▶ **TASK GOAL**
What lines in the records include the string "Reviewer"? Return each one.

Collected data entries:
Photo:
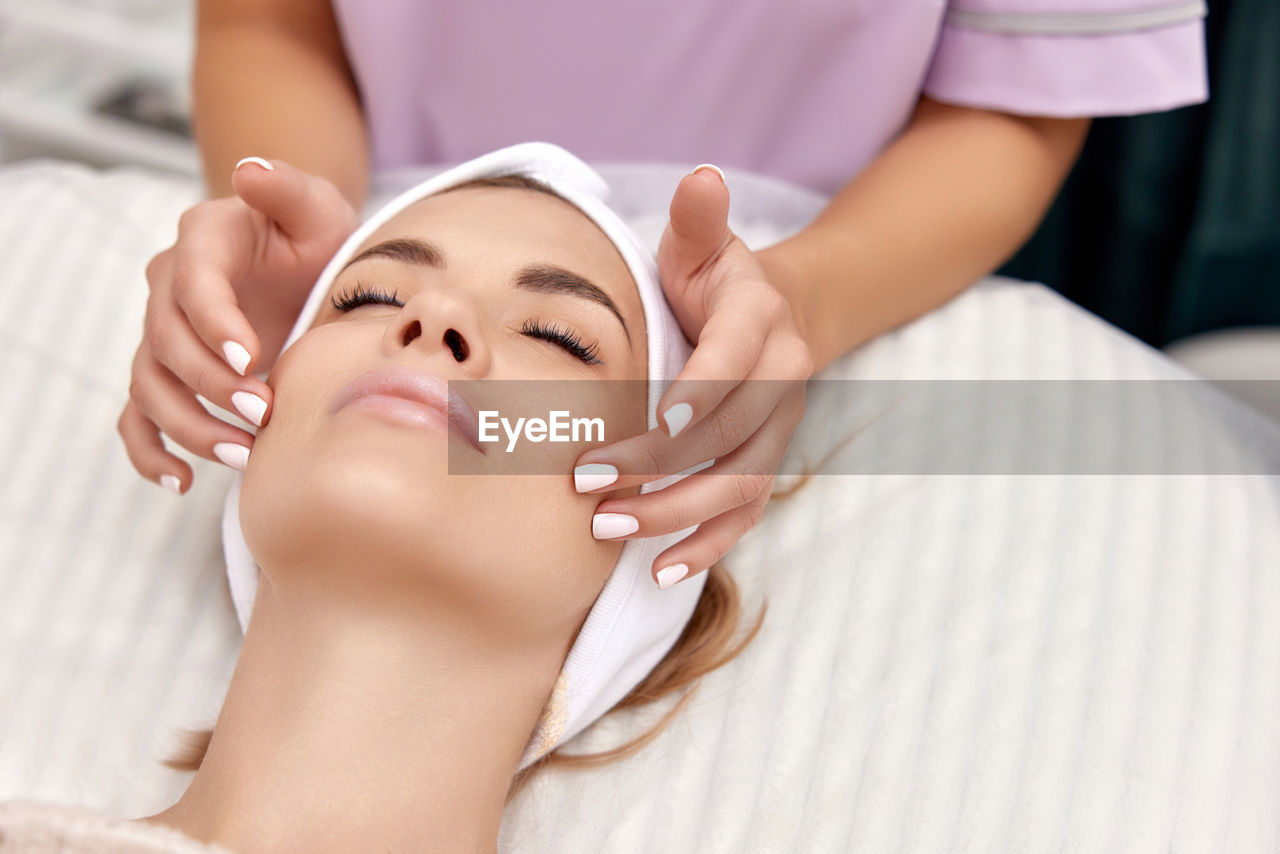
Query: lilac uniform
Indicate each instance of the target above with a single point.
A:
(807, 91)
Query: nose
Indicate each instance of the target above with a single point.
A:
(442, 320)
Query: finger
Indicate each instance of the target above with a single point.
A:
(300, 204)
(727, 350)
(197, 279)
(736, 479)
(170, 406)
(174, 345)
(146, 451)
(737, 416)
(698, 227)
(709, 543)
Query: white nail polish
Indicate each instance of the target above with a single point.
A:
(606, 526)
(236, 356)
(670, 575)
(250, 405)
(594, 475)
(677, 418)
(712, 165)
(233, 455)
(259, 161)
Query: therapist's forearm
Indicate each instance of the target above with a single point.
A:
(260, 88)
(949, 201)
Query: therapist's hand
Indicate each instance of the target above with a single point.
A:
(737, 400)
(223, 300)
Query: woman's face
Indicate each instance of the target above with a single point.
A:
(362, 498)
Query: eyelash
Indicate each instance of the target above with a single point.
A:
(566, 339)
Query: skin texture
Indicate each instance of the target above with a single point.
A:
(410, 624)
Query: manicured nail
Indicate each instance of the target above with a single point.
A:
(606, 526)
(594, 475)
(250, 405)
(236, 356)
(233, 455)
(670, 575)
(677, 418)
(712, 165)
(260, 161)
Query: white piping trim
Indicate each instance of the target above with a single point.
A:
(1083, 23)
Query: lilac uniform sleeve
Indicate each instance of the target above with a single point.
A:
(1070, 58)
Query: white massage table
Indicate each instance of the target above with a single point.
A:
(950, 662)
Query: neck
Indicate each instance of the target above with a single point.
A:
(378, 727)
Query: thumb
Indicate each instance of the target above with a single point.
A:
(305, 206)
(698, 229)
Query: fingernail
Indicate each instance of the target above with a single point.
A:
(233, 455)
(670, 575)
(250, 405)
(712, 165)
(606, 526)
(256, 160)
(236, 356)
(594, 475)
(677, 418)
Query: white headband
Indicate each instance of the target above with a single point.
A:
(632, 622)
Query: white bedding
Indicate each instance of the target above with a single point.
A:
(949, 663)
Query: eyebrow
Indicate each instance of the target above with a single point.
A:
(538, 278)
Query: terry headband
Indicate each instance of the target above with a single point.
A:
(632, 622)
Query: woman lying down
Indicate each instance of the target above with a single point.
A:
(419, 643)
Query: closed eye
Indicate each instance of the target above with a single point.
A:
(361, 296)
(565, 338)
(586, 354)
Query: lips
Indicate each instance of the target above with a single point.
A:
(417, 387)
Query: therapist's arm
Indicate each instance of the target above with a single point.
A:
(272, 80)
(949, 201)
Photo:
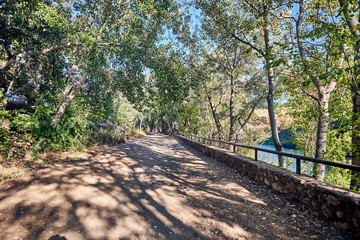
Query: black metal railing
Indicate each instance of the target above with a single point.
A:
(297, 157)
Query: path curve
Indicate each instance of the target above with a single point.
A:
(151, 187)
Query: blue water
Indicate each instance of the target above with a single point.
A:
(273, 158)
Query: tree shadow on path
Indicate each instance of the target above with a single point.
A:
(149, 188)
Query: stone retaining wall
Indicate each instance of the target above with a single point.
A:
(337, 205)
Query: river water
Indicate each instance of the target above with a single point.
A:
(273, 158)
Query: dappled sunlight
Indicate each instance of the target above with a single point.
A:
(137, 190)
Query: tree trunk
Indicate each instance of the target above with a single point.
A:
(321, 136)
(67, 99)
(353, 24)
(141, 120)
(7, 93)
(232, 114)
(215, 116)
(270, 98)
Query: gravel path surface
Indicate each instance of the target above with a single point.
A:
(152, 187)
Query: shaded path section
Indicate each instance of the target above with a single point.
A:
(150, 188)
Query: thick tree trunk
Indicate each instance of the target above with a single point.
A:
(232, 114)
(216, 117)
(141, 120)
(7, 93)
(274, 131)
(270, 98)
(353, 24)
(67, 99)
(321, 139)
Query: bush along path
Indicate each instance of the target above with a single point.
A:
(151, 187)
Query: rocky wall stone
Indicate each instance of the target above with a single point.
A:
(337, 205)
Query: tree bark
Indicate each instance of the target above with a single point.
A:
(67, 99)
(270, 97)
(353, 24)
(232, 114)
(321, 139)
(215, 116)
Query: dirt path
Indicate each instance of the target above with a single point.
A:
(150, 188)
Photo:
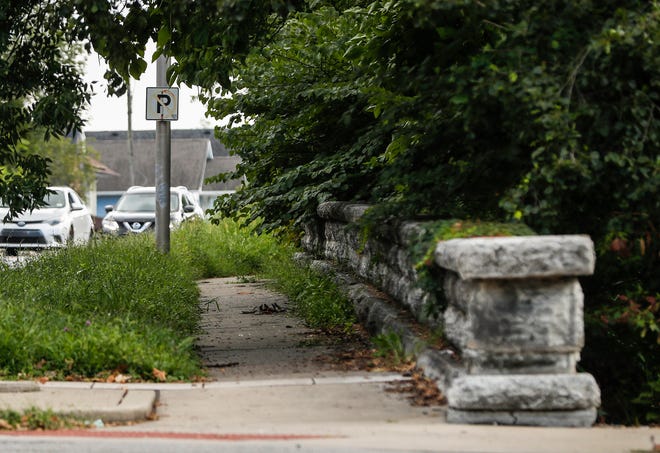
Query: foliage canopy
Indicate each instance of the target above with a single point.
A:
(513, 110)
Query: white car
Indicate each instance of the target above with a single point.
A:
(63, 220)
(135, 212)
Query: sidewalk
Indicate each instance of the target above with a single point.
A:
(268, 387)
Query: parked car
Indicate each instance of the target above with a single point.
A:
(64, 219)
(135, 211)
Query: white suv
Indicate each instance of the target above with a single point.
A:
(135, 212)
(63, 219)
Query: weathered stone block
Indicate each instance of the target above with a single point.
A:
(549, 392)
(515, 315)
(519, 362)
(517, 257)
(345, 212)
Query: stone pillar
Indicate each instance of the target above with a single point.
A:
(515, 312)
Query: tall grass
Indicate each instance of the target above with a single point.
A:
(85, 311)
(119, 305)
(227, 249)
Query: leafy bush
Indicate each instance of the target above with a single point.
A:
(518, 110)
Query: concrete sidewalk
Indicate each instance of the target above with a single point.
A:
(268, 388)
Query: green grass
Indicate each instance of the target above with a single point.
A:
(119, 305)
(228, 249)
(86, 311)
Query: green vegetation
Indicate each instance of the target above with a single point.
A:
(538, 112)
(112, 307)
(120, 307)
(226, 248)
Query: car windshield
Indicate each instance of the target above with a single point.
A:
(143, 202)
(55, 199)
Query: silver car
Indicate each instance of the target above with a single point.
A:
(64, 219)
(135, 212)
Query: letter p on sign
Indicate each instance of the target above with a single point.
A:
(162, 103)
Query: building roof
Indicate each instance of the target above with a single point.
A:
(195, 155)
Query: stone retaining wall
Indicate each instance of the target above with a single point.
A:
(514, 312)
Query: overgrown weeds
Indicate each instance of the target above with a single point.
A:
(84, 311)
(119, 308)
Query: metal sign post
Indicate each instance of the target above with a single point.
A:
(162, 103)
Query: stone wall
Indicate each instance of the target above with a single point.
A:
(514, 312)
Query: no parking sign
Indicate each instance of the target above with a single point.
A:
(162, 103)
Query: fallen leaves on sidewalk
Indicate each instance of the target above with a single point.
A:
(265, 309)
(423, 391)
(159, 375)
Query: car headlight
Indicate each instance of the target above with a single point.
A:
(110, 225)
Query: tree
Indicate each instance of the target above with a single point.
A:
(39, 89)
(42, 90)
(518, 110)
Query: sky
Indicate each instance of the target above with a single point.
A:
(110, 113)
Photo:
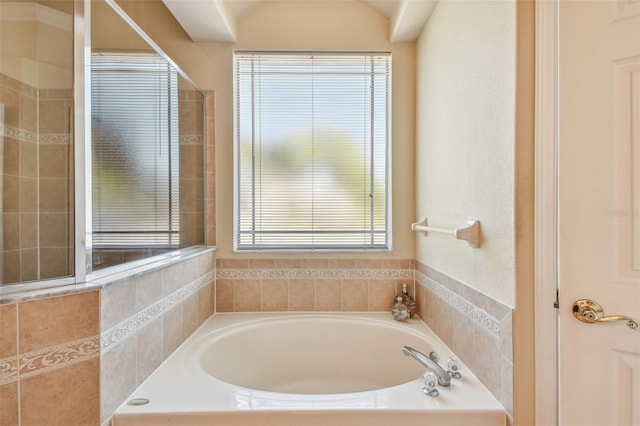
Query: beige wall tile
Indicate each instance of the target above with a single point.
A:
(190, 315)
(28, 195)
(28, 113)
(11, 160)
(8, 331)
(444, 325)
(486, 362)
(11, 231)
(54, 195)
(11, 266)
(302, 295)
(261, 263)
(29, 264)
(54, 161)
(193, 231)
(9, 404)
(275, 295)
(328, 295)
(381, 294)
(56, 320)
(206, 263)
(191, 161)
(247, 296)
(28, 230)
(506, 371)
(11, 100)
(28, 159)
(150, 352)
(54, 116)
(117, 376)
(54, 262)
(191, 270)
(288, 263)
(64, 396)
(211, 236)
(355, 295)
(204, 304)
(117, 303)
(172, 278)
(315, 263)
(506, 337)
(232, 263)
(172, 330)
(462, 336)
(54, 230)
(368, 263)
(11, 194)
(225, 290)
(341, 263)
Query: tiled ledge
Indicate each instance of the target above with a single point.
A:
(339, 284)
(127, 328)
(476, 327)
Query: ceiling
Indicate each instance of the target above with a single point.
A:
(215, 20)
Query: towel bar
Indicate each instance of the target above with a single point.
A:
(470, 233)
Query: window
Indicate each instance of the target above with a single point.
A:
(312, 143)
(135, 150)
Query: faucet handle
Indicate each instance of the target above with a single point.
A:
(453, 364)
(430, 381)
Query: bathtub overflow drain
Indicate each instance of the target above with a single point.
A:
(138, 401)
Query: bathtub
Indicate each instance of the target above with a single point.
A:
(305, 369)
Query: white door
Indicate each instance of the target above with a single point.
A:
(599, 209)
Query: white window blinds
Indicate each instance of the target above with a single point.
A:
(312, 143)
(135, 151)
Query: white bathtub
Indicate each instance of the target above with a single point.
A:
(306, 369)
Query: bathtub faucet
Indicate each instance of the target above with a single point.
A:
(443, 377)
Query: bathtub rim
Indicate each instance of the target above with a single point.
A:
(226, 401)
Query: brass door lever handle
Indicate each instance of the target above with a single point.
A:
(586, 310)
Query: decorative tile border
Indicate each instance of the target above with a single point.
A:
(8, 370)
(51, 358)
(192, 140)
(323, 274)
(125, 329)
(479, 316)
(56, 139)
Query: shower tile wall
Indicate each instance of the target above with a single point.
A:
(255, 285)
(477, 328)
(49, 361)
(72, 359)
(210, 169)
(191, 167)
(36, 182)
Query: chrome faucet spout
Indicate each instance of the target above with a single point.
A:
(443, 376)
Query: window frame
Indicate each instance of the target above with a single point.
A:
(146, 63)
(388, 245)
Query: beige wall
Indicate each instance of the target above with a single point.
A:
(465, 141)
(294, 25)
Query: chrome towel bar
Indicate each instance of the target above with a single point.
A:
(470, 233)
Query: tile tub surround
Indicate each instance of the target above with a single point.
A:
(262, 285)
(475, 327)
(145, 318)
(49, 361)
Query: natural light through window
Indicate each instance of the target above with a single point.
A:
(312, 143)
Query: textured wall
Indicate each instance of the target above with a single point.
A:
(465, 141)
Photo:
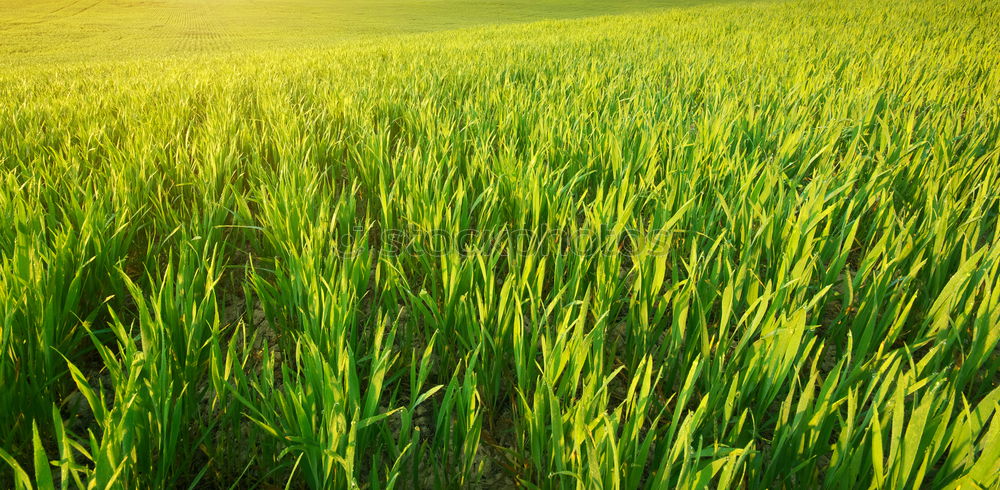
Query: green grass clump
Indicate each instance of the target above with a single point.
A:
(753, 245)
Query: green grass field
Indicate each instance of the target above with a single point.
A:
(57, 31)
(459, 244)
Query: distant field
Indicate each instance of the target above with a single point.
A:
(302, 245)
(75, 30)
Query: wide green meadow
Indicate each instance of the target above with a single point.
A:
(458, 244)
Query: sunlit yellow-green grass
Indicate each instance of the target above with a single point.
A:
(47, 31)
(742, 246)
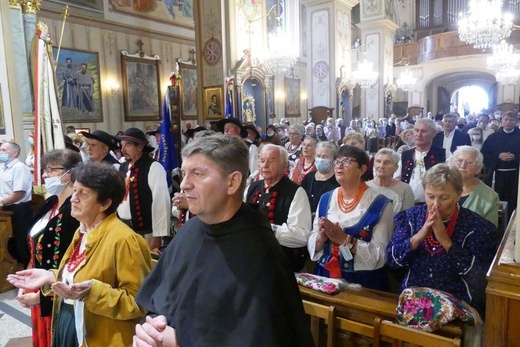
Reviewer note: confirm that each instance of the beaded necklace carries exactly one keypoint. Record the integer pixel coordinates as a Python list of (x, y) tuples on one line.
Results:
[(76, 258), (433, 246), (347, 207)]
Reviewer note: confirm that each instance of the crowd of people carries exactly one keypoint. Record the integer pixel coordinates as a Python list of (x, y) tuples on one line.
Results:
[(253, 206)]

▶ **ANSWER TO THIS PROBLEM**
Reviewer note: confirm that each instance of the beaded necklace carries exactly one keypoint. Record the integer pixel coordinates as a Python list of (x, y) tuples on one line.
Reviewer note: confirm that each instance of the crowd of people carries exactly one keypoint. Record the integer pixel coordinates as a Python list of (x, y) tuples on one line.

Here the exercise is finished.